Available data below:

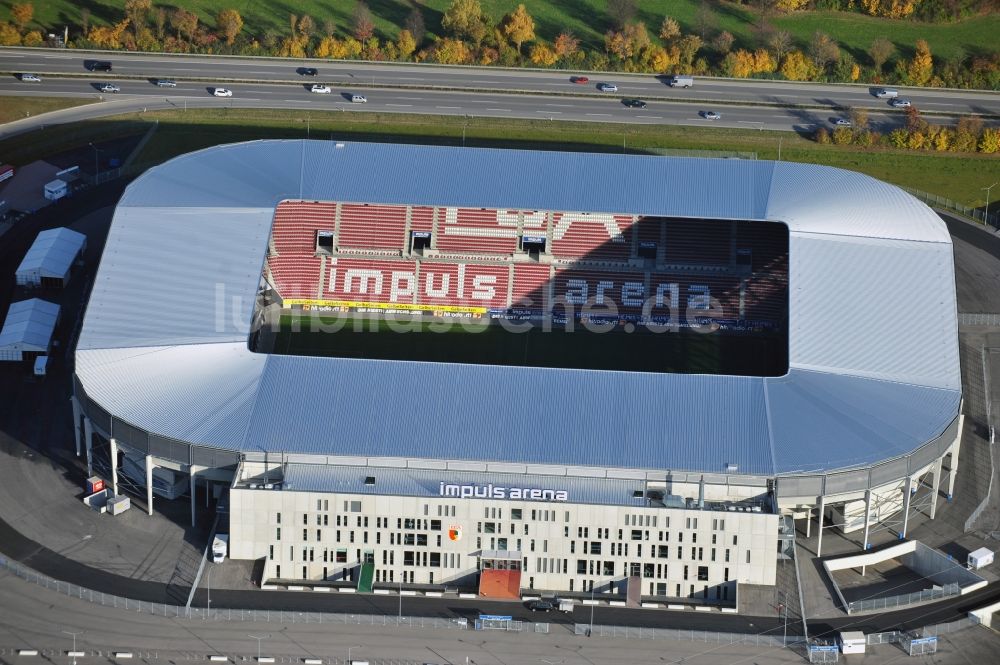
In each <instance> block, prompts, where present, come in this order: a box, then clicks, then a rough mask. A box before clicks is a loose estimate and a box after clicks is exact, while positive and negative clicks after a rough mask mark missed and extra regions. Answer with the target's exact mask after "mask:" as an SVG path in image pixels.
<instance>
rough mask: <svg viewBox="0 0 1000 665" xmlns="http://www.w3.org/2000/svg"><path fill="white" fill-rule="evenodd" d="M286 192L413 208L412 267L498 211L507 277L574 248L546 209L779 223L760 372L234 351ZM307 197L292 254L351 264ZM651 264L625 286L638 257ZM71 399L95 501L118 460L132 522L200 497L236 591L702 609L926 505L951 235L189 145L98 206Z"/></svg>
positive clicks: (726, 269)
mask: <svg viewBox="0 0 1000 665" xmlns="http://www.w3.org/2000/svg"><path fill="white" fill-rule="evenodd" d="M289 201H291V202H364V205H373V206H383V207H384V209H385V210H387V211H388V210H390V208H391V207H392V206H396V207H398V208H399V210H401V211H403V212H401V213H400V217H399V219H400V222H399V224H400V227H399V228H401V229H405V230H406V232H407V237H409V235H410V234H411V233H412V228H415V226H414V225H415V224H416V221H414V220H416V218H417V212H416V210H417V208H418V207H420V209H422V210H429V211H431V212H429V213H428V216H427V219H428V222H427V224H428V226H427V228H428V229H429V230H428V232H427V237H428V238H434V239H433V240H429V242H430V243H431V244H430V245H428V249H432V250H434V251H437V249H436V248H437V243H438V242H440V241H438V240H437V239H436V238H437V237H438V236H439V235H441V234H442V233H443V232H442V231H441V228H442V225H444V224H447V223H453V222H455V220H456V219H457V217H456V214H455V213H451V212H448V211H450V210H459V211H461V210H465V209H467V210H479V211H486V213H487V216H489V218H490V219H491V220H501V221H500V222H498V223H501V224H502V223H503V219H509V220H510V228H509V229H508V230H507V231H505V233H508V235H511V237H513V236H516V235H518V234H521V233H523V234H525V235H526V234H527V233H528V225H529V224H533V223H535V222H533V221H531V220H536V221H537V228H535V229H534V230H532V231H531V233H533V234H534V235H533V236H532V238H535V237H537V239H538V242H540V243H542V246H543V247H545V248H544V249H542V250H541V256H534V257H530V259H529V257H527V256H526V252H524V251H522V247H521V245H520V244H519V245H518V246H517V247H515V249H514V250H512V253H511V255H510V256H508V257H505V258H504V260H503V261H501V262H500V265H501V267H500V268H498V270H499V271H500V272H499V273H498V274H501V275H506V274H508V273H507V272H504V271H508V270H509V274H510V275H511V276H512V277H511V278H510V279H511V283H512V284H513V283H514V281H515V279H516V275H517V274H518V273H517V272H516V271H517V266H518V265H520V264H525V265H527V264H526V262H527V261H529V260H530V261H532V262H535V263H539V264H543V265H549V264H551V271H552V272H550V273H546V274H557V273H558V270H560V269H562V267H563V264H565V265H571V264H572V265H577V264H585V263H586V262H587V259H586V257H580V258H577V259H573V260H566V261H563V263H560V261H559V259H558V258H556V259H553V257H552V256H551V252H550V251H549V249H548V247H551V246H553V245H554V244H555V239H554V238H555V236H554V235H553V234H554V233H558V232H559V231H558V229H555V226H556V225H555V223H554V222H553V220H554V219H556V218H557V216H558V215H559V214H567V213H552V212H551V211H579V212H578V213H577V214H578V217H579V216H580V215H596V216H598V217H599V218H600V219H605V220H606V219H611V218H612V217H613V216H618V217H614V218H615V219H618V218H622V219H625V220H626V221H627V220H630V219H631V220H636V219H639V218H640V217H642V216H647V217H651V218H657V219H659V218H663V219H668V218H669V219H671V220H689V221H690V220H695V221H696V220H722V221H730V220H731V221H738V222H740V223H747V224H749V225H759V224H772V225H773V224H782V225H784V227H786V228H787V254H786V256H787V305H786V307H787V309H786V310H785V311H786V313H787V319H786V325H787V369H786V370H783V371H782V372H781V373H780V375H776V376H742V375H741V376H737V375H725V374H697V373H669V372H643V371H607V370H587V369H579V368H572V369H568V368H560V367H534V366H531V367H515V366H498V365H486V364H476V363H463V364H453V363H449V362H424V361H419V360H388V361H387V360H369V359H365V358H342V357H341V358H337V357H309V356H295V355H282V354H278V353H257V352H255V351H254V350H252V348H251V345H250V343H249V340H250V338H251V335H252V334H253V333H254V331H255V330H256V326H259V325H260V316H259V314H258V313H259V312H260V311H261V309H260V303H261V300H262V294H263V293H264V292H266V291H267V290H268V289H269V288H270V287H269V284H268V282H269V281H270V277H271V276H273V275H272V267H271V266H276V265H278V264H277V263H276V262H275V261H274V260H273V259H272V258H271V257H274V256H276V255H278V254H280V247H279V248H277V249H276V245H275V241H274V238H273V237H272V230H273V229H272V227H273V225H274V223H275V218H276V210H277V209H278V208H279V204H281V203H282V202H289ZM330 205H331V207H330V208H329V210H330V211H331V212H330V215H331V221H330V231H329V232H327V233H328V234H329V236H330V237H333V240H332V241H331V242H332V243H333V250H332V251H329V248H326V249H324V250H323V251H322V252H321V251H320V247H319V244H318V243H319V242H320V241H319V240H315V241H314V240H313V239H312V235H310V236H309V242H310V243H313V242H316V243H317V248H316V253H317V254H323V256H318V257H316V258H315V261H316V262H317V265H319V266H321V268H320V269H321V270H324V271H325V270H329V271H330V284H331V286H330V288H333V286H332V284H333V274H334V272H335V271H334V270H333V268H332V266H336V265H341V266H343V265H346V264H348V263H349V261H350V259H345V258H344V256H345V255H347V256H354V255H356V254H357V252H354V254H350V253H347V254H345V253H343V252H342V253H340V254H339V255H338V253H337V252H338V249H340V248H339V247H338V245H337V243H338V242H339V236H340V235H344V234H345V231H344V229H343V228H342V226H341V222H340V219H341V206H340V203H336V204H330ZM497 211H501V212H500V213H498V212H497ZM510 211H521V212H510ZM525 211H527V212H525ZM387 214H388V213H387ZM504 214H507V217H504ZM449 215H450V217H449ZM601 215H603V217H600V216H601ZM598 217H595V219H597V218H598ZM574 219H577V218H574ZM491 223H492V222H491ZM623 224H624V222H623ZM605 227H606V228H607V224H606V223H605ZM470 228H471V227H470ZM581 228H583V225H582V224H581ZM554 229H555V230H554ZM310 233H312V231H310ZM432 233H433V236H432V235H431V234H432ZM477 233H478V232H477ZM609 233H610V232H609ZM663 233H664V234H665V233H666V232H663ZM468 235H469V236H470V237H471V236H472V235H475V234H473V233H472V232H468ZM660 237H666V236H665V235H662V236H660ZM442 238H443V236H442ZM611 240H612V241H614V240H615V237H614V234H612V238H611ZM546 241H547V242H548V243H549V245H548V247H546V246H545V245H544V243H545V242H546ZM511 242H517V240H516V239H515V240H512V241H511ZM630 242H632V250H631V252H630V251H629V249H628V246H627V244H626V248H625V249H624V250H623V251H624V252H625V253H624V254H623V255H622V256H623V257H625V258H623V259H622V263H621V266H618V265H617V264H614V261H611V262H608V261H605V262H604V263H602V264H601V266H602V267H601V269H602V270H605V271H612V270H625V269H626V268H628V267H629V266H633V267H634V266H635V265H640V264H641V260H638V259H637V255H636V253H635V251H636V250H635V248H636V247H637V246H638V244H639V242H640V241H639V240H637V239H635V238H633V239H632V240H631V241H630ZM524 244H525V245H526V244H527V240H526V239H525V243H524ZM655 244H656V243H651V244H650V246H653V245H655ZM310 247H311V245H310ZM409 251H410V250H409V249H408V246H406V245H404V246H403V247H402V248H401V249H400V250H399V251H398V252H396V251H388V250H380V253H379V259H378V260H379V261H403V260H410V258H411V257H410V256H409ZM414 251H416V250H414ZM650 251H654V250H650ZM655 251H656V252H659V253H655V254H650V255H649V257H647V259H645V260H646V261H648V264H649V265H650V266H652V267H650V268H649V272H647V273H645V274H646V278H645V279H646V282H645V284H646V285H647V287H648V286H649V284H650V277H649V274H652V273H653V272H655V271H656V270H660V269H661V265H660V264H661V263H662V261H663V257H664V256H665V254H664V253H663V250H662V249H656V250H655ZM324 252H325V253H324ZM428 255H430V253H428V254H427V255H425V256H428ZM650 257H652V258H650ZM310 260H313V259H312V258H310ZM429 260H435V259H434V258H433V257H432V258H431V259H429ZM338 261H340V263H339V264H338V263H337V262H338ZM373 261H374V259H373ZM637 261H638V262H637ZM496 264H497V261H496V260H495V259H494V262H493V264H491V265H496ZM654 264H655V265H654ZM426 265H431V264H429V263H428V264H426ZM462 265H463V266H464V265H465V264H462ZM470 265H471V264H470ZM732 267H733V266H732V265H729V264H726V265H721V266H718V267H717V269H718V270H719V271H721V273H726V271H727V270H730V269H731V268H732ZM427 269H428V268H426V267H424V268H415V269H414V270H415V271H418V272H419V270H427ZM462 269H463V270H464V269H465V268H462ZM663 269H664V270H666V268H663ZM671 269H672V270H678V271H681V272H684V271H688V272H690V271H695V270H704V267H700V266H692V265H680V266H679V267H678V266H674V267H673V268H671ZM483 270H486V268H483ZM540 270H542V272H543V273H544V272H545V270H546V269H545V268H541V269H540ZM322 274H323V275H326V273H325V272H323V273H322ZM372 274H375V273H372ZM376 277H377V278H378V283H379V284H380V283H381V278H380V277H378V276H377V275H376ZM323 279H325V277H324V278H323ZM372 279H373V280H374V279H375V278H372ZM400 279H411V278H409V277H404V278H400ZM459 279H461V278H459ZM349 281H350V280H348V282H349ZM501 281H502V280H501ZM367 283H371V284H375V283H376V282H375V281H372V282H366V284H367ZM406 283H410V282H406ZM414 283H415V282H414ZM483 283H486V282H485V281H481V282H479V283H478V284H483ZM490 283H492V282H490ZM607 283H608V284H611V281H608V282H607ZM635 284H637V285H638V286H635V287H630V288H635V289H637V290H638V291H642V290H643V284H642V278H638V281H637V282H635ZM310 288H312V287H310ZM324 288H326V287H323V286H320V287H319V291H322V290H323V289H324ZM373 288H374V287H373ZM429 288H430V287H428V289H429ZM599 288H600V287H599ZM407 293H408V294H409V291H407ZM492 293H493V292H492V291H491V294H492ZM740 293H741V294H742V293H743V292H742V291H740ZM321 295H322V293H318V294H317V297H319V296H321ZM501 300H503V298H502V297H501ZM413 302H416V300H414V301H413ZM511 302H512V298H511V296H510V295H508V296H506V305H507V306H508V307H509V306H510V303H511ZM740 303H741V304H740V307H741V311H742V306H743V305H742V303H743V299H742V295H741V296H740ZM501 304H503V302H501ZM73 408H74V416H75V419H76V423H77V427H76V428H75V430H76V432H77V449H78V451H79V450H81V442H82V443H83V448H85V449H86V451H87V456H88V457H87V459H88V462H90V460H91V458H92V447H93V445H94V444H95V442H97V443H100V444H101V445H104V444H105V442H107V443H110V447H111V448H110V449H111V456H110V457H111V462H112V468H111V470H110V471H111V475H112V478H111V480H112V482H113V484H114V485H115V486H116V487H117V485H118V482H119V473H121V471H122V470H123V469H121V468H119V467H120V466H121V465H120V464H119V459H120V458H122V459H124V464H125V465H126V466H129V467H130V468H131V469H132V475H133V477H134V476H139V480H140V482H144V484H145V485H146V486H147V491H148V492H149V496H148V498H149V504H150V512H151V511H152V498H153V497H152V493H153V490H154V489H155V490H156V491H157V493H158V494H161V495H163V496H170V497H173V496H176V495H177V494H179V493H182V491H183V490H187V489H189V490H190V491H191V496H192V520H193V519H194V514H195V502H194V497H195V492H194V490H195V488H196V487H199V488H200V487H201V486H202V485H204V486H205V487H206V490H207V489H208V488H213V489H217V488H228V491H229V513H230V514H229V521H230V527H229V528H230V554H231V556H232V557H233V558H236V559H257V560H259V559H263V560H264V562H265V563H264V574H263V577H262V579H261V582H262V583H263V584H314V585H322V584H324V583H328V584H331V585H345V584H352V585H357V586H358V587H359V588H361V589H362V590H368V589H370V588H371V587H372V586H373V585H374V586H378V585H379V584H385V583H392V584H393V585H394V586H395V585H399V584H407V585H415V586H416V587H423V588H427V589H440V588H444V587H445V586H448V587H453V586H459V587H463V586H465V587H468V586H477V587H478V589H479V591H480V593H481V594H482V595H485V596H491V597H516V596H517V595H518V594H519V593H520V592H523V591H526V590H535V591H552V592H557V593H561V594H566V593H589V592H591V591H592V590H593V589H597V590H598V591H602V592H603V591H607V590H613V591H615V592H617V593H621V594H623V595H624V596H627V597H628V598H629V599H630V600H632V601H637V600H639V599H640V598H641V599H642V600H647V599H670V598H691V599H704V600H707V601H718V602H727V601H732V600H733V599H734V598H735V588H736V585H737V584H738V583H751V584H773V583H774V577H775V569H776V561H777V560H778V559H779V558H780V557H782V556H785V554H786V550H787V544H788V541H789V539H790V537H791V534H790V532H789V531H790V525H791V523H792V520H794V519H807V522H806V528H807V529H812V528H814V527H811V526H809V524H810V523H811V522H812V521H817V522H818V527H819V528H820V534H822V533H823V530H824V529H829V528H837V529H843V530H845V531H856V530H863V532H864V536H863V537H864V541H865V542H867V541H868V532H869V529H870V528H872V527H874V526H875V525H877V524H883V523H886V522H887V521H888V522H891V523H893V524H895V526H894V527H893V528H894V529H895V530H897V531H898V532H899V533H900V534H905V532H906V529H907V520H908V517H909V515H910V514H911V512H912V510H913V507H912V506H911V505H910V504H911V497H912V496H913V495H914V490H915V488H916V487H917V486H918V485H920V486H924V487H929V488H930V489H931V490H932V498H931V500H930V502H931V503H930V506H929V510H930V512H931V513H932V516H933V512H934V510H935V505H936V501H937V496H938V494H939V491H940V493H941V494H945V495H948V496H950V495H951V493H952V491H953V489H954V482H955V469H956V463H957V458H958V453H959V444H960V432H961V419H962V416H961V415H960V411H961V377H960V372H959V357H958V327H957V316H956V296H955V276H954V266H953V255H952V245H951V240H950V237H949V235H948V232H947V230H946V228H945V225H944V224H943V222H942V221H941V220H940V219H939V218H938V217H937V215H935V214H934V212H933V211H931V210H930V209H929V208H927V207H926V206H925V205H923V204H922V203H920V202H918V201H917V200H915V199H914V198H912V197H911V196H909V195H908V194H906V193H905V192H903V191H902V190H900V189H898V188H897V187H894V186H891V185H888V184H886V183H883V182H880V181H878V180H874V179H872V178H870V177H868V176H864V175H860V174H858V173H853V172H849V171H844V170H838V169H833V168H828V167H820V166H815V165H808V164H796V163H789V162H768V161H754V160H737V159H690V158H670V157H656V156H634V155H610V154H573V153H559V152H531V151H515V150H489V149H464V148H462V149H459V148H452V147H427V146H412V145H383V144H364V143H337V142H332V141H330V142H327V141H259V142H252V143H243V144H236V145H225V146H218V147H214V148H210V149H207V150H203V151H199V152H195V153H191V154H188V155H185V156H182V157H179V158H176V159H173V160H171V161H169V162H167V163H165V164H163V165H161V166H158V167H155V168H153V169H150V170H149V171H147V172H146V173H145V174H143V175H142V176H141V177H139V178H138V179H137V180H135V181H134V182H133V183H132V184H131V185H129V187H128V188H127V190H126V191H125V194H124V195H123V197H122V199H121V200H120V202H119V204H118V206H117V209H116V211H115V214H114V219H113V222H112V226H111V230H110V234H109V236H108V239H107V244H106V246H105V249H104V253H103V257H102V260H101V264H100V267H99V269H98V273H97V276H96V280H95V282H94V286H93V289H92V292H91V295H90V300H89V304H88V306H87V310H86V315H85V318H84V322H83V325H82V330H81V333H80V337H79V341H78V344H77V348H76V360H75V384H74V398H73ZM122 453H124V454H123V455H122ZM180 480H183V483H181V482H179V481H180ZM178 488H180V489H178ZM199 491H200V490H199ZM831 525H832V526H831ZM820 547H822V544H821V541H820Z"/></svg>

End of Available data.

Activity ▸
Your output is the lines from the top of the entries through the line containing "rough mask: <svg", exactly as they stand. No pictures belong in it.

Answer for this exercise ▸
In each <instance> block, prompts, where present, come in this order: a box, then clicks, then a rough mask. A box before clicks is a loose estimate and a box after clicks is exact, while positive and negative clicks after a rough mask mark missed and extra regions. Answer with the target's exact mask after "mask:" as an SVG path in image pixels.
<instance>
rough mask: <svg viewBox="0 0 1000 665" xmlns="http://www.w3.org/2000/svg"><path fill="white" fill-rule="evenodd" d="M286 192L413 208L412 267L498 211L507 277L574 248L546 209L779 223L760 372L234 351ZM307 197L292 254L351 264ZM651 264L625 286L638 257ZM71 399L95 501L118 460L132 522L200 497L236 591L702 609L926 505L951 235L189 145L98 206Z"/></svg>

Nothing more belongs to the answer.